▶ **Document extract**:
# # # # #

We can measure the effectiveness of a shield across frequency with a transfer impedance plot. This is measured in milli-ohm/meter. It describes the resistance we can expect a shield to have, and thus the ratio of the fields energy in the shield based on the CURRENT the resistance causes to flow at that frequency…and it is not linear.

The graph below shows the frequency-dependent nature of a shield. A perfect shield would have NO RESISTANCE and both ends would be identical and thus seem like a SINGLE point of reference to a flow of current. Since we have zero resistance across the shield, we can’t have current flow caused by the shields. We CAN have current flow between the two points connected at the ends of the shield. In a “perfect” world the GROUND at both ends is the same potential and thus, an ideal shield has ZERO current flow, and is a measure of the POTENTIAL on one side of the shield relative to the other, in dB.

Since we don’t have a perfect world, Transfer Impedance describes what to expect at frequencies based on the shield’s impedance, and how that shield resistance creates a CURRENT flow and thus a voltage (shield resistance times the shield’s impedance = a voltage). When we have different resistances at each end of a shield we have current flow.

Shield Type5 MHz10MHz50MHz100MHz500MHz
Bonded Foil +60% braid2015112050
Quad Shield 60% +40% Braid
Tri-Shield+80% Braid10.60.10.22
Bonded Foil +95% Braid10.50.080.091

The chart below is what JUST the shield impedance looks like for a set length of cable at lower frequencies. We see the same non-linear behavior of shield and frequencies.

A SEED (Shield Effectiveness Evaluation Device per IEC 61196-1) test shows the dB relationship to a Lower Shield Impedance. Series number 5 with a 95% coverage 45-degree braid and Duofoil tape is clearly superior.

Okay, we can see a shield is not perfect, and not linear. So how does this say what to do with each end of a shield? We have to weigh the CHOICE of HOW the shield WORKS to decide our fate.

–     If you have ideal grounds and meet IEEE bus bar grounding (see the 568C.2 or later grounding specifications) limits it means BOTH ends can be grounded and the shield current will inductively couple less interference than the shield ATTENUATES through its material composition.

–     If we have severe ground differential, we can induce a strong current in the shield that CAN, if the shield’s resistance is higher, induce noise into the core that is WORSE than if we disconnect one end. We convert our shield to an antenna, not a shield!

–     An antenna does NOT create two separate environments between them with the ratio of one measured to the other. One end of the antenna is infinite impedance (the open end) with the other end at ground. The antenna “wire” is as close to zero impedance as possible in order to NOT attenuate the antenna’s signal going to ground. The signal won’t go to the open end, but seeks the lowest potential in the circuit.

We trade the noise caused by a poor ground resistance potential between shield ends for the induced noise in an antenna’s wire parallel to the signal wires that induces a voltage based on the antenna resistance. In an antenna type ground, it is best to ground the SEND end, as the SIGNAL on the internal wires is as LARGE as possible relative to the antenna signal, improving the signal to noise between the two.

An often-ignored aspect of shields is HOW to ground one at lower frequency versus RF. There is a big difference and again, it is based on the shield characteristics at each frequency.

The charts below are derived from TWO slightly differing MODELS of RF shield inductive reactance resistance. I have this paper for those interested. But, the data is the same message in that as frequencies increase, the shield reactance goes UP. This necessitates a FULL 360 ground at the shield termination point in RF circuits. This is why good RF connectors are fully capturing the shield all the way around the cable. On your RF digital cables, use 360 degree grounds for the best true shielding.

# # # # #

▶ **Bounding-box records**:
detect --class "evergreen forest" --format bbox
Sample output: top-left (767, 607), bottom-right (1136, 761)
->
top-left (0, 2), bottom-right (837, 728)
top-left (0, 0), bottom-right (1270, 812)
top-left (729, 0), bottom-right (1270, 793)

# # # # #

▶ **Exercises to complete**:
**A)** Which frequencies head the columns of the shield-type table in the cable shielding text? List every one.
**B)** Pick up the cable shielding text right after its final sentence and write the next few sentences.

▶ **Responses per task**:
**A)** 5 MHz, 10 MHz, 50 MHz, 100 MHz, 500 MHz

**B)**
SUMMARY – Most systems will have proper GROUND differentials between them and thus have near ZERO shield current. The shield relative to the signal wires will ATTENUATE outside interference. When you have poor grounds, it may be beneficial to unhook the “receiver” end of the shield and hope that the induced antenna current voltage is less severe than the induced voltage caused by differential shield ground potentials. This should be a SECOND choice, not the first. A properly working shield, by design, has a KNOWN shield dB rating that can be trusted in a proper electrical circuit.

An antenna ground’s induced voltage onto the cable is not fully described and is dependent on the GROUND proximity point and shield’s distance from the signal wires. In severe situations, it may be the best choice to mitigate noise to the lowest possible reference value as it is pretty hard to REMOVE a shield already on a cable. Some, such as coaxial cables, can’t be mitigated and need to be properly designed to EXCEED the ground differential by several orders of magnitude so as not to aggravate any ground differential.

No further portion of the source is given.